For a more detailed description of the apparatus 1 and method of
epitaxial deposition, reference may be had to a copending U.S.
patent application Ser. No. 360,539, filed Apr. 17, 1964, in the
names of William F. Finch and Edwqrd W. Mehal entitled "METHOD FOR
MAKING GRADED COMPOSITION MIXED COMPOUND SEMICONDUCTOR MATERIALS"
(TI File 1748) and assigned to the assignee of this
application.
FIG. 2 illustrates a semi-insulating gallium arsenide seed or
starting wafer 20 having deposited on one side (i.e., the bottom)
thereof a layer of N-type conductivity gallium arsenide 21 by the
epitaxial deposition method described with reference to FIG. 1.
Referring to FIG. 3, the exposed surface of the bottom layer 21 is
shown. Four areas 22 are depicted schematically showing
conventional flip-flop circuits formed by conventional planar
diffusion techniques. Four resistors 23 are also formed adjacent or
contiguous the surface of the bottom layer 21 (which provides the
first stratum) by diffusion through appropriately formed
conventional diffusion masks. Thereafter, the appropriate
electrical interconnections 24 in the plane of layer 21 having
enlarged tabs 25, 26, 27, 28, 29, 30, 31, 32, and 33 are formed
adjacent the surface of layer 21 by conventional evaporation of a
good conductor, for example, gold, through an appropriate
conventional evaporation mask. Since layer 21 is N-type
conductivity material, interconnections 24 must be electrically
isolated therefrom, for example, by interposing a layer of silicon
oxide between interconnections 24 and layer 21, or by appropriate
isolation diffusion. Alternatively, resistors 23 and
interconnections 24 may be formed by selectively removing part of
the bottom layer 21 leaving only the desired defined areas of
electrical components.
Except for tabs 25-33, bottom layer 21, as thus far described, is
representative of conventional two-dimensional integrated circuit
fabricated on one surface of a single substrate wafer. In
accordance with this invention, the tabs 25-33 are positioned on
the wafer surface in selected positions for electrical
interconnections with circuit components formed on the opposite
side of the substrate wafer 20 and in other strata to be formed
thereon as will be more fully described below.
External electrical circuit connections may be made into the
flip-flop circuits. The entire surface of the bottom layer 21 is
thereafter covered with a protective coating, such as, for example,
reactively sputtered silicon oxide, to prevent further deposition
of material on the bottom surface during subsequent fabrication
steps.
The top surface of the substrate wafer (opposite layer 21 in FIG.
2) is then coated with a layer of silicon oxide or any other
suitable mask (e.g., a diffusion or deposition mask).

**The input**
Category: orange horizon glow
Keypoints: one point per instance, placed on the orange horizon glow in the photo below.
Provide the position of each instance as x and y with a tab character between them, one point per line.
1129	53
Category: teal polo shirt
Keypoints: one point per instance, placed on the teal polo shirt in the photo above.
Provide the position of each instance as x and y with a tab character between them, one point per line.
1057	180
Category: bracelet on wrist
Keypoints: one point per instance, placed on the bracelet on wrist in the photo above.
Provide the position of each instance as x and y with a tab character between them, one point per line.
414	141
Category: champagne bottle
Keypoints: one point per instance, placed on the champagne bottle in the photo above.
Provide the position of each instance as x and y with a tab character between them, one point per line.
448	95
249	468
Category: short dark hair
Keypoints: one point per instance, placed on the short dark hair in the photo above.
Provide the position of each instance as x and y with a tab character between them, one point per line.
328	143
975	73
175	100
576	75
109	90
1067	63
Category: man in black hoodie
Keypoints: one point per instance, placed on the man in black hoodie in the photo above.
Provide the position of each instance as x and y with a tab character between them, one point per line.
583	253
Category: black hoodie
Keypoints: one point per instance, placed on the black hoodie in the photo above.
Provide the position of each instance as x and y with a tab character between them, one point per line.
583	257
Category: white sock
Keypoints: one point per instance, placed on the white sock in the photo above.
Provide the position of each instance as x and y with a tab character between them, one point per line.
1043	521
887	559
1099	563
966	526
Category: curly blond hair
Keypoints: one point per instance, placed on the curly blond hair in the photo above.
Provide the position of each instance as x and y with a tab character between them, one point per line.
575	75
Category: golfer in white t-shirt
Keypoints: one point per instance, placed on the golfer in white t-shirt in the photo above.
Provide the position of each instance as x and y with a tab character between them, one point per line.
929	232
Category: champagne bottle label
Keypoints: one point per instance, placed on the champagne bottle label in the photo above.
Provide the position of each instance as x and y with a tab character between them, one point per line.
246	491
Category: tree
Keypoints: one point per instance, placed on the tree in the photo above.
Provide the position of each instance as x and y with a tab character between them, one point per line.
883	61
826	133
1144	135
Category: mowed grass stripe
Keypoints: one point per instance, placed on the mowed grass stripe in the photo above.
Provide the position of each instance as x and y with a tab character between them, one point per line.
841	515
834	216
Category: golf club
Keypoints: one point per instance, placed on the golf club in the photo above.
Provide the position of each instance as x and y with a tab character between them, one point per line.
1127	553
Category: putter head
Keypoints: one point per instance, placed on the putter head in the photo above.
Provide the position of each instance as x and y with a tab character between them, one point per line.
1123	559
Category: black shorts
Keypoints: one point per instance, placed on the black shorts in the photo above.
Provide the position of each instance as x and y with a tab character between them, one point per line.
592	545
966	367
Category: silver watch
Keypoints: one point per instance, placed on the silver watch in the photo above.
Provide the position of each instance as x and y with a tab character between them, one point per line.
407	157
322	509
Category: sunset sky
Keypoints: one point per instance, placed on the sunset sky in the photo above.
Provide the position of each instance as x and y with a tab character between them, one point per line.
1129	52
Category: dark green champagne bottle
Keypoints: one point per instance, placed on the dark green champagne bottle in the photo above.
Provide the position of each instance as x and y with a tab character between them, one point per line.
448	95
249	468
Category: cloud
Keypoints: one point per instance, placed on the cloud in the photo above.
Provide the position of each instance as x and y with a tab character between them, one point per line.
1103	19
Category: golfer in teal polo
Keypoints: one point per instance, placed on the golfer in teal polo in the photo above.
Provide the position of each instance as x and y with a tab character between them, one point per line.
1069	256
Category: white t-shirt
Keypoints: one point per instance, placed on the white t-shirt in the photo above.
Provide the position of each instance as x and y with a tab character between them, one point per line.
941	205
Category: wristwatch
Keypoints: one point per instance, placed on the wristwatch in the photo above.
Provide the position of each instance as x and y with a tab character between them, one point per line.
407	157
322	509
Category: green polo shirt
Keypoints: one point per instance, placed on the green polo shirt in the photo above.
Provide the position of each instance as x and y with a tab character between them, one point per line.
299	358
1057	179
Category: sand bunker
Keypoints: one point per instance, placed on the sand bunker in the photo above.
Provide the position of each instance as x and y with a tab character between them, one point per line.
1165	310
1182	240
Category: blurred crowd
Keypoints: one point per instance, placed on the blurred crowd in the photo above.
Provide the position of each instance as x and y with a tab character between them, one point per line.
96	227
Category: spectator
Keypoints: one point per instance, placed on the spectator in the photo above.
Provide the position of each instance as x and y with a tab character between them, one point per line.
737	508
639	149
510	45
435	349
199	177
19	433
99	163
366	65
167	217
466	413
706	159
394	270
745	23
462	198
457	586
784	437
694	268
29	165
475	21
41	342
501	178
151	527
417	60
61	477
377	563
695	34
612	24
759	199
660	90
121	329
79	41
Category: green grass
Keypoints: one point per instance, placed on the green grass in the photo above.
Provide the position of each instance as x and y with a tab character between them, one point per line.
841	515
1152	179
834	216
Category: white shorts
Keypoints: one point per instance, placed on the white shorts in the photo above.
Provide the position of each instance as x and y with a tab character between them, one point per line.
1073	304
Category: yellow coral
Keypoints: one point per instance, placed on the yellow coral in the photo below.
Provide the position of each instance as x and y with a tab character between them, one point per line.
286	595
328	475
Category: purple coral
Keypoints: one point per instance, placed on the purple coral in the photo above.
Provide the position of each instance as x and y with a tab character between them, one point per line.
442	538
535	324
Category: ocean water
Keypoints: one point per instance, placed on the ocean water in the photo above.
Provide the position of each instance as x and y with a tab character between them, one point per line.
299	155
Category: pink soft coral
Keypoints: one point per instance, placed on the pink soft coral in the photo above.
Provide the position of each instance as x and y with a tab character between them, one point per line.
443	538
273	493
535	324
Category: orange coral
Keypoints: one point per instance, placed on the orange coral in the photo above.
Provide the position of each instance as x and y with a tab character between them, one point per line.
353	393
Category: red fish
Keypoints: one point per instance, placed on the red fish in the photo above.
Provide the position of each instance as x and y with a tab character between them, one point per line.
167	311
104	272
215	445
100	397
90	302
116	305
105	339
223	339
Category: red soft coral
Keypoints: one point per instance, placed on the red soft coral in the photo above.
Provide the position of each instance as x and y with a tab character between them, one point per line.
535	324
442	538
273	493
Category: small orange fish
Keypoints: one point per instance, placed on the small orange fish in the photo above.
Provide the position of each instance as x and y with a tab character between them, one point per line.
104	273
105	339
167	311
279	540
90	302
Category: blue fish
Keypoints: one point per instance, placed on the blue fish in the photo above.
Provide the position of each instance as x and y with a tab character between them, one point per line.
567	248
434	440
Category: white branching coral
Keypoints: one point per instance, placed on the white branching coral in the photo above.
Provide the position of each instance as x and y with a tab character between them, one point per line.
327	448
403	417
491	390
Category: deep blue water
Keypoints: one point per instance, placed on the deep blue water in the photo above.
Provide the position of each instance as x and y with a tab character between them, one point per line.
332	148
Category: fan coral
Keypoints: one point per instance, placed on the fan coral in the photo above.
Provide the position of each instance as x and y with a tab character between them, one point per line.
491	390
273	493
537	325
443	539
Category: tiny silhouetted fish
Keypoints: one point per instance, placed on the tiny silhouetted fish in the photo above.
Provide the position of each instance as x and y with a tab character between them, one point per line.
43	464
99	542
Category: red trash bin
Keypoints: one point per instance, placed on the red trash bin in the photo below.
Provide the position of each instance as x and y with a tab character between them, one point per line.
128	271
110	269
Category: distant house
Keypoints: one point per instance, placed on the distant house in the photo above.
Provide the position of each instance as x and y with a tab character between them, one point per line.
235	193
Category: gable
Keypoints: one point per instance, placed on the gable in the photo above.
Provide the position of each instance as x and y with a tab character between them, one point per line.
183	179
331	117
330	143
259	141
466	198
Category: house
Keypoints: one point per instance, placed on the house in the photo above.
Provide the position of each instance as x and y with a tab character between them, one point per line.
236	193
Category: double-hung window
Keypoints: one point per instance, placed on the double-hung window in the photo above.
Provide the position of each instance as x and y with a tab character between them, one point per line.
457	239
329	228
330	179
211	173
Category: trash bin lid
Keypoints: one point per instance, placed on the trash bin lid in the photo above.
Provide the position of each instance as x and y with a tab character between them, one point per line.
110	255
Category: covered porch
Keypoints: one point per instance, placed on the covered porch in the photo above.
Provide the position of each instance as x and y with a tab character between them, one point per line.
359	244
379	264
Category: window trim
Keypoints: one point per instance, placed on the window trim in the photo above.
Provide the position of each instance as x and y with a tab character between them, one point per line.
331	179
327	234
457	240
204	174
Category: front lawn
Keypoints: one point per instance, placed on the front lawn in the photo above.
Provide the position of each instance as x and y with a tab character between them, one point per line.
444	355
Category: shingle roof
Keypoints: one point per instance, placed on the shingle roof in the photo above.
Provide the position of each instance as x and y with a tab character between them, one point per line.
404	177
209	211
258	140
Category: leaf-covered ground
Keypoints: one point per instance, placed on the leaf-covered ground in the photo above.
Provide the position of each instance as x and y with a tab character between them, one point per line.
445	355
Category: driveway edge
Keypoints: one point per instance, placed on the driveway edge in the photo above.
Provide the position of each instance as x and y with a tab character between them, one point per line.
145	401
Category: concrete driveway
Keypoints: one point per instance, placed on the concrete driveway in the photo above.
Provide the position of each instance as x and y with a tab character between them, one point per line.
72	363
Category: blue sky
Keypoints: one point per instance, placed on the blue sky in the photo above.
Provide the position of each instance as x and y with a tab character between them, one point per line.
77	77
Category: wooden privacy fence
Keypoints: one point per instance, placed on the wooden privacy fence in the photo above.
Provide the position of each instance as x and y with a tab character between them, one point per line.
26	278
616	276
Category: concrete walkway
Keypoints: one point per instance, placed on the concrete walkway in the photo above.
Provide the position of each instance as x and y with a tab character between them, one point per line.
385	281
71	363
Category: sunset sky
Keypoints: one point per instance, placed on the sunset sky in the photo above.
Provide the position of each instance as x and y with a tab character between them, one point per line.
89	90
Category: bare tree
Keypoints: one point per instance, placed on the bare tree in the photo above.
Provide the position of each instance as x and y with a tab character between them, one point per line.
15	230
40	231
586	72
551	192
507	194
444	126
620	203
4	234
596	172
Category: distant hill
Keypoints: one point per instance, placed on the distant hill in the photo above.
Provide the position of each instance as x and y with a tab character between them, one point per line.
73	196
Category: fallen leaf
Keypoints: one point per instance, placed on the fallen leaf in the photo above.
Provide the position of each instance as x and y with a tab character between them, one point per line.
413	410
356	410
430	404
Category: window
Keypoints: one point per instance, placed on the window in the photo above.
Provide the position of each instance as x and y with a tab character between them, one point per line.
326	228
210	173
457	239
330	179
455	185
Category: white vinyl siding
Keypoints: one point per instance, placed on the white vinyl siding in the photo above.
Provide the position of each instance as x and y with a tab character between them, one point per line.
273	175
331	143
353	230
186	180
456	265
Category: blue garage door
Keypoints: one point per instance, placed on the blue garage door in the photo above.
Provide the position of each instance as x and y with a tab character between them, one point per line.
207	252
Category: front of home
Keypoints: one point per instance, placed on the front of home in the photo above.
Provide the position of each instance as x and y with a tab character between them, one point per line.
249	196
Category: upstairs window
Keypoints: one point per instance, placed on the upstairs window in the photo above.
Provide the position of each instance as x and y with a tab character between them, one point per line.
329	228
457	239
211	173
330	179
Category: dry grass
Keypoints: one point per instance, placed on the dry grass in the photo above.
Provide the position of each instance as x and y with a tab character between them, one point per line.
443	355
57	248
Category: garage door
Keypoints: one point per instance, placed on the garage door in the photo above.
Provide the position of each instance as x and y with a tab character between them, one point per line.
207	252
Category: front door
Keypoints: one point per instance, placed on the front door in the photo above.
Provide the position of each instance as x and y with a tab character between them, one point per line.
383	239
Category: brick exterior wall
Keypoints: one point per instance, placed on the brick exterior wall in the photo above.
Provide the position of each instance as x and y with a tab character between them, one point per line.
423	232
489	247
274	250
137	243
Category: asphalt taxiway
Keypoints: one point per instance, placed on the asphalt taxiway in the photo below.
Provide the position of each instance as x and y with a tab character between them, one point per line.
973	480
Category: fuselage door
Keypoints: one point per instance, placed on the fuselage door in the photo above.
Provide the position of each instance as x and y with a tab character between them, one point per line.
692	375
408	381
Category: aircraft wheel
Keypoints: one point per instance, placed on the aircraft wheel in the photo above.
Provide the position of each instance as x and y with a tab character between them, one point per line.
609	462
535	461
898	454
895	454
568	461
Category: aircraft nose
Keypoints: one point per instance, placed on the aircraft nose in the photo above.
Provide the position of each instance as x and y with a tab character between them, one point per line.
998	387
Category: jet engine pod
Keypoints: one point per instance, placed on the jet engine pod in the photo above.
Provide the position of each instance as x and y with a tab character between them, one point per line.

**Written task 1**
In the patent excerpt, what protective coating is given as an example for covering the entire surface of the bottom layer 21?
**Written task 2**
Filter the records, keeping each line that contains the string "house", and copy those lines in full.

**Exercise response 1**
Reactively sputtered silicon oxide.

**Exercise response 2**
Category: distant house
Keypoints: one point per instance, placed on the distant house in the photo above.
Category: house
Keypoints: one point per instance, placed on the house in the photo above.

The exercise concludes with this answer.